§ **Stored data**

::::::::::

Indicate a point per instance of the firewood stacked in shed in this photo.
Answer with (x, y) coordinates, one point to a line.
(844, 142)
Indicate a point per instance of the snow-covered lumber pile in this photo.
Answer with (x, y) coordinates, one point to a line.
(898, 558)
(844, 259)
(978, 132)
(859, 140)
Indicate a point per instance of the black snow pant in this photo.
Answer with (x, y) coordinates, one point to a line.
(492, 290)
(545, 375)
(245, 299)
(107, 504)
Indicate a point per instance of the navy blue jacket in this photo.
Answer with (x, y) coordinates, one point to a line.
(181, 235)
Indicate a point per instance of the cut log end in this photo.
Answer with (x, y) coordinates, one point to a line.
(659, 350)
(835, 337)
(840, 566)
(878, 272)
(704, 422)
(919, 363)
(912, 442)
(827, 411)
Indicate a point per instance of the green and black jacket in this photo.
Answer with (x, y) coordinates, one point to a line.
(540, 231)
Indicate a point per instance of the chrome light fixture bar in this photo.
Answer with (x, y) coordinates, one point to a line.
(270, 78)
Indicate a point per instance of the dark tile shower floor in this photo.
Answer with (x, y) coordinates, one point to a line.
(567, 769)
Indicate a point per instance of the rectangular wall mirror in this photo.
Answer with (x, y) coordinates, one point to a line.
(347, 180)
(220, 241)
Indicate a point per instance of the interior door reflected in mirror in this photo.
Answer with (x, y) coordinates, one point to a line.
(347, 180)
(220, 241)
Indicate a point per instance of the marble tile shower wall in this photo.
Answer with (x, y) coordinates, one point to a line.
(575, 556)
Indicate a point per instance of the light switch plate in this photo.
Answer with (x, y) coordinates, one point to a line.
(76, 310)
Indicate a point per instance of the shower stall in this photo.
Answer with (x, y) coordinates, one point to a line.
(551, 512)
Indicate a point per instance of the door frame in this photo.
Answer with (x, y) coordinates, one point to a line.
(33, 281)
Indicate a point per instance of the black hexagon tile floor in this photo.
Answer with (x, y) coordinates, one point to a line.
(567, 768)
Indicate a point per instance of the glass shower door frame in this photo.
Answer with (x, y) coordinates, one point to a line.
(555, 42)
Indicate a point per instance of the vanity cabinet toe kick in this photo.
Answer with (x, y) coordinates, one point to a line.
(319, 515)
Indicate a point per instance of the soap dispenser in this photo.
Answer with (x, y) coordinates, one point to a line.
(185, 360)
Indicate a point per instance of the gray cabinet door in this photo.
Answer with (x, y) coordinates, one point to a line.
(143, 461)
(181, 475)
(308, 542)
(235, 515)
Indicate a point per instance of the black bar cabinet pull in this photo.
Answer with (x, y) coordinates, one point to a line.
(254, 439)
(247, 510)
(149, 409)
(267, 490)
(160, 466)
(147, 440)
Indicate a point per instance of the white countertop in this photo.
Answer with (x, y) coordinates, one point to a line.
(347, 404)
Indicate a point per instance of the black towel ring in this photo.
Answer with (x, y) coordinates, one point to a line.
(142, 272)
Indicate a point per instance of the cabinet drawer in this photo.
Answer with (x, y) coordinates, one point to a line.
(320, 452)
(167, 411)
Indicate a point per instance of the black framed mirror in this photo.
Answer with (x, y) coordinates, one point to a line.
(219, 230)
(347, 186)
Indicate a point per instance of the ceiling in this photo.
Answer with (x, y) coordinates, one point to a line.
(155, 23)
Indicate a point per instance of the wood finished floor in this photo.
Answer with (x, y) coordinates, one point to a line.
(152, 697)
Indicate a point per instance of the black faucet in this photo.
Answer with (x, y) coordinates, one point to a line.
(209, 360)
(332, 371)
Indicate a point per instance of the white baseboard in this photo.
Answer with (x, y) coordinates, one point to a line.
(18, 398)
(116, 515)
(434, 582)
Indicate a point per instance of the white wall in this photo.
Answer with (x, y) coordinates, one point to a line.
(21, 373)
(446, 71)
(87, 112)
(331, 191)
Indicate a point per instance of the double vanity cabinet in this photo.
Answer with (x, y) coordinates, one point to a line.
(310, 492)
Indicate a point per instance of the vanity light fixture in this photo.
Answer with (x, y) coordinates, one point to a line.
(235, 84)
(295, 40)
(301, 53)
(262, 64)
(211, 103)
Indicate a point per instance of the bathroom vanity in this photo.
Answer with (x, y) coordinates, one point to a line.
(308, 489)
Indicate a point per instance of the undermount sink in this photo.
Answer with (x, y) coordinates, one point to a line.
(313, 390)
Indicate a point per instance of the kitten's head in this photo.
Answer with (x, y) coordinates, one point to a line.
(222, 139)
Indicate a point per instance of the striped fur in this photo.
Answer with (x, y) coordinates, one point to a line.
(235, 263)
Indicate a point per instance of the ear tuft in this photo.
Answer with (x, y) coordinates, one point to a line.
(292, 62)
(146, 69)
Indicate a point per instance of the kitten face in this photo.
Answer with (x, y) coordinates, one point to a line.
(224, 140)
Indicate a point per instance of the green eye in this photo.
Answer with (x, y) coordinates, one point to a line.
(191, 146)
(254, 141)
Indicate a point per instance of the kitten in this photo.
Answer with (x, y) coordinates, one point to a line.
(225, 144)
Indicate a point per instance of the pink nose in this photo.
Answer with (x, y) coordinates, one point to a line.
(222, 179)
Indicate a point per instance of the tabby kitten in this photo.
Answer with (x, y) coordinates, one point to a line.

::::::::::

Convert the lines above into a JSON list of strings, one string per line, skipping any blank lines.

[
  "Indicate a point per instance of the firewood stacked in shed in this photo.",
  "Answer with (x, y) coordinates, one point to a line.",
  "(844, 142)",
  "Indicate a point per instance of the snow-covered lumber pile in this photo.",
  "Answer with (x, y) coordinates, one point to a line.",
  "(898, 558)",
  "(844, 259)",
  "(978, 132)",
  "(859, 140)",
  "Indicate a point per instance of the black snow pant in this photo.",
  "Answer with (x, y) coordinates, one point to a line.",
  "(492, 290)",
  "(545, 375)",
  "(245, 299)",
  "(107, 504)",
  "Indicate a point per instance of the navy blue jacket in this photo.",
  "Answer with (x, y) coordinates, one point to a line.",
  "(181, 235)",
  "Indicate a point per instance of the cut log end in this photo.",
  "Answer with (x, y) coordinates, one point to a line.",
  "(659, 350)",
  "(835, 337)",
  "(840, 566)",
  "(878, 272)",
  "(704, 422)",
  "(919, 363)",
  "(912, 442)",
  "(827, 411)",
  "Indicate a point per instance of the green and black jacket in this photo.",
  "Answer with (x, y) coordinates, one point to a line.",
  "(540, 231)",
  "Indicate a point per instance of the chrome light fixture bar in this photo.",
  "Answer with (x, y) coordinates, one point to a line.",
  "(270, 78)",
  "Indicate a point per instance of the dark tile shower floor in this photo.",
  "Answer with (x, y) coordinates, one point to a line.",
  "(567, 769)",
  "Indicate a point per instance of the rectangular wall mirror in this photo.",
  "Answer with (x, y) coordinates, one point to a line.",
  "(347, 180)",
  "(220, 241)",
  "Indicate a point per instance of the interior door reflected in mirror in this photo.",
  "Answer with (x, y) coordinates, one point to a line.",
  "(347, 180)",
  "(220, 241)",
  "Indicate a point per instance of the marble tile shower wall in this photo.",
  "Answer with (x, y) coordinates, one point to a line.",
  "(575, 556)",
  "Indicate a point per instance of the light switch plate in this photo.",
  "Answer with (x, y) coordinates, one point to a line.",
  "(76, 310)",
  "Indicate a point per instance of the shower stall in this photo.",
  "Answer with (x, y) coordinates, one point to a line.",
  "(551, 512)",
  "Indicate a point per instance of the door frame in this photo.",
  "Answer with (x, y) coordinates, one point to a line.",
  "(33, 281)",
  "Indicate a point per instance of the black hexagon tile floor in this photo.",
  "Answer with (x, y) coordinates, one point to a line.",
  "(567, 768)",
  "Indicate a point per instance of the glass shower door frame in this photo.",
  "Answer with (x, y) coordinates, one point to a line.",
  "(555, 42)",
  "Indicate a point per instance of the vanity cabinet toe kick in this photo.",
  "Answer with (x, y) coordinates, one point to a line.",
  "(319, 515)",
  "Indicate a point per instance of the soap dispenser in this photo.",
  "Answer with (x, y) coordinates, one point to a line.",
  "(185, 360)",
  "Indicate a point per instance of the gray cabinet door in this photo.",
  "Answer with (x, y) coordinates, one point to a line.",
  "(143, 461)",
  "(181, 475)",
  "(308, 542)",
  "(235, 515)",
  "Indicate a point per instance of the black bar cabinet pull in this photo.",
  "Answer with (x, y) coordinates, one point to a line.",
  "(254, 439)",
  "(247, 510)",
  "(149, 409)",
  "(267, 490)",
  "(160, 466)",
  "(147, 440)",
  "Indicate a point per instance of the white countertop in this photo.",
  "Answer with (x, y) coordinates, one point to a line.",
  "(347, 404)",
  "Indicate a point per instance of the black towel ring in this photo.",
  "Answer with (x, y) coordinates, one point to a line.",
  "(142, 272)",
  "Indicate a point per instance of the cabinet drawer in this photo.",
  "Answer with (x, y) coordinates, one point to a line.",
  "(320, 452)",
  "(167, 411)",
  "Indicate a point per instance of the black framed mirror in this photo.",
  "Answer with (x, y) coordinates, one point to a line.",
  "(219, 230)",
  "(347, 186)",
  "Indicate a point per instance of the ceiling in this photo.",
  "Answer with (x, y) coordinates, one point to a line.",
  "(155, 23)",
  "Indicate a point per instance of the wood finished floor in this photo.",
  "Answer with (x, y) coordinates, one point to a line.",
  "(152, 697)",
  "Indicate a point per instance of the black faucet in this photo.",
  "Answer with (x, y) coordinates, one point to a line.",
  "(209, 360)",
  "(332, 371)",
  "Indicate a point per instance of the white baseboard in this photo.",
  "Answer with (x, y) coordinates, one point to a line.",
  "(18, 398)",
  "(116, 515)",
  "(434, 582)",
  "Indicate a point per instance of the white wall in this photo.",
  "Answer with (x, y) coordinates, one point to a line.",
  "(21, 373)",
  "(446, 71)",
  "(87, 112)",
  "(331, 191)",
  "Indicate a point per instance of the double vanity cabinet in this photo.",
  "Answer with (x, y) coordinates, one point to a line.",
  "(310, 492)",
  "Indicate a point per instance of the vanity light fixture in this photo.",
  "Answer with (x, y) coordinates, one point to a line.",
  "(235, 84)",
  "(295, 40)",
  "(301, 53)",
  "(262, 64)",
  "(211, 103)",
  "Indicate a point per instance of the bathroom vanity in this photo.",
  "Answer with (x, y) coordinates, one point to a line.",
  "(308, 489)",
  "Indicate a point per instance of the undermount sink in this photo.",
  "Answer with (x, y) coordinates, one point to a line.",
  "(313, 390)",
  "Indicate a point per instance of the kitten's head in this photo.",
  "Answer with (x, y) coordinates, one point to a line.",
  "(222, 139)",
  "Indicate a point per instance of the striped fur in this photo.",
  "Answer with (x, y) coordinates, one point to a line.",
  "(235, 263)",
  "Indicate a point per instance of the ear tuft in this photo.",
  "Answer with (x, y) coordinates, one point to a line.",
  "(292, 62)",
  "(146, 69)",
  "Indicate a point per instance of the kitten face in this photo.",
  "Answer with (x, y) coordinates, one point to a line.",
  "(224, 140)",
  "Indicate a point per instance of the green eye in this photo.",
  "Answer with (x, y) coordinates, one point to a line.",
  "(191, 146)",
  "(254, 141)",
  "Indicate a point per instance of the kitten in this photo.",
  "Answer with (x, y) coordinates, one point to a line.",
  "(225, 144)",
  "Indicate a point per instance of the pink nose in this photo.",
  "Answer with (x, y) coordinates, one point to a line.",
  "(222, 179)",
  "Indicate a point per instance of the tabby kitten in this photo.",
  "Answer with (x, y) coordinates, one point to a line."
]